-- PROBLEM TO WORK ON --
Set down every record below exactly as written.

Dataset items
((
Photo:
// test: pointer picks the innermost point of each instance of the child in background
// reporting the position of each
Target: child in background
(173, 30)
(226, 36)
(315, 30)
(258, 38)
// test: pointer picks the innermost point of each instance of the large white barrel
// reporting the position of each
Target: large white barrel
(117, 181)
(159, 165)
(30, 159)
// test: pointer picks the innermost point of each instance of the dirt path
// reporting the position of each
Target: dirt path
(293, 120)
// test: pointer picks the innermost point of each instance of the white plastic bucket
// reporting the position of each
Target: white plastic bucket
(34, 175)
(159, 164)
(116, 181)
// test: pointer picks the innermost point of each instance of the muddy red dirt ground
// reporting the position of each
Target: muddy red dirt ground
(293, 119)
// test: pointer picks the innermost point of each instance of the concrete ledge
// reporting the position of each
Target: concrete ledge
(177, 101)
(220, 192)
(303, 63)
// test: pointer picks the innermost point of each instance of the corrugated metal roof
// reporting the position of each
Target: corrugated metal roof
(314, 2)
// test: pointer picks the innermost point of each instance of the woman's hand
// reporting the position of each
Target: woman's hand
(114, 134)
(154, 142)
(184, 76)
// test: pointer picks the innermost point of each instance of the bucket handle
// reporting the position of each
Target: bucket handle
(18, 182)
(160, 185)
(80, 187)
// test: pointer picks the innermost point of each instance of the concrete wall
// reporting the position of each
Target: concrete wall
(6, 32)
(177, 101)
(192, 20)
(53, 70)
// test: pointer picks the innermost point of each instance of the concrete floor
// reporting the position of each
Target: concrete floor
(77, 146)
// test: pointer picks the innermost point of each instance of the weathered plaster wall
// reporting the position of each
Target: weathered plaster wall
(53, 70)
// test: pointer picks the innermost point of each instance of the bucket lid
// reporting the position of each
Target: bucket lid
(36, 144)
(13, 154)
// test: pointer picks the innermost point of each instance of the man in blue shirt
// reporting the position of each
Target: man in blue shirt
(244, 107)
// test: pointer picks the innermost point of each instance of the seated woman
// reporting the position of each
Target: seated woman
))
-- EXERCISE RESULT --
Photo:
// test: pointer picks the innermost point of each instance of the child in background
// reporting the position of each
Target: child in background
(173, 30)
(226, 36)
(315, 30)
(258, 38)
// test: pointer picks the innermost point of each instance of the large white barrel
// reporting the position of each
Target: large white barrel
(117, 181)
(159, 165)
(30, 159)
// test: pointer picks the innermost point of each instance of the dirt path
// reporting the position of each
Target: dirt path
(293, 120)
// test: pointer picks the innermost point of each instance of the white plastic bucket
// reporting the position of each
Target: white plastic bucket
(34, 175)
(159, 164)
(116, 181)
// test: pointer picks the innermost point of each instance of the muddy red dirt ground
// reporting the position of each
Target: muddy red dirt ground
(293, 119)
// test: pointer picks the innermost point of each instance of the concrete ledge
// reporting the position of each
Target: concrete ledge
(177, 101)
(220, 192)
(303, 63)
// test: pointer picks the innermost point of each instance of the corrugated metal roof
// reporting the position of each
Target: corrugated metal roof
(314, 2)
// test: pointer picks the innermost point of each instance of the woman's hand
// reporting the position of each
Target: woman's hand
(114, 134)
(154, 142)
(184, 76)
// test: pointer picks the innermost point of each instance of the bucket handle
// reporting the position of each
Target: bucket handle
(18, 182)
(160, 185)
(80, 187)
// test: pointer picks the innermost point of each instance of the concrete wall
// reporting the position of each
Target: concrete wall
(6, 32)
(177, 101)
(192, 20)
(53, 70)
// test: pointer picks the innermost point of each instance of the concrete floor
// reporting the position of each
Target: concrete floor
(77, 146)
// test: pointer picks the innermost point of each instance of the weathered plaster wall
// reporting the position of each
Target: weathered plaster wall
(53, 70)
// test: pointer picks the innermost point of each instance of the bucket lid
// reporting the position of each
Target: bucket lid
(36, 144)
(13, 154)
// test: pointer picks the innermost point of each instance of the man in blue shirt
// reporting the position of each
Target: man in blue shirt
(244, 107)
// test: pointer picks the innermost point of each instance of the seated woman
// reporting the position of each
Target: seated woman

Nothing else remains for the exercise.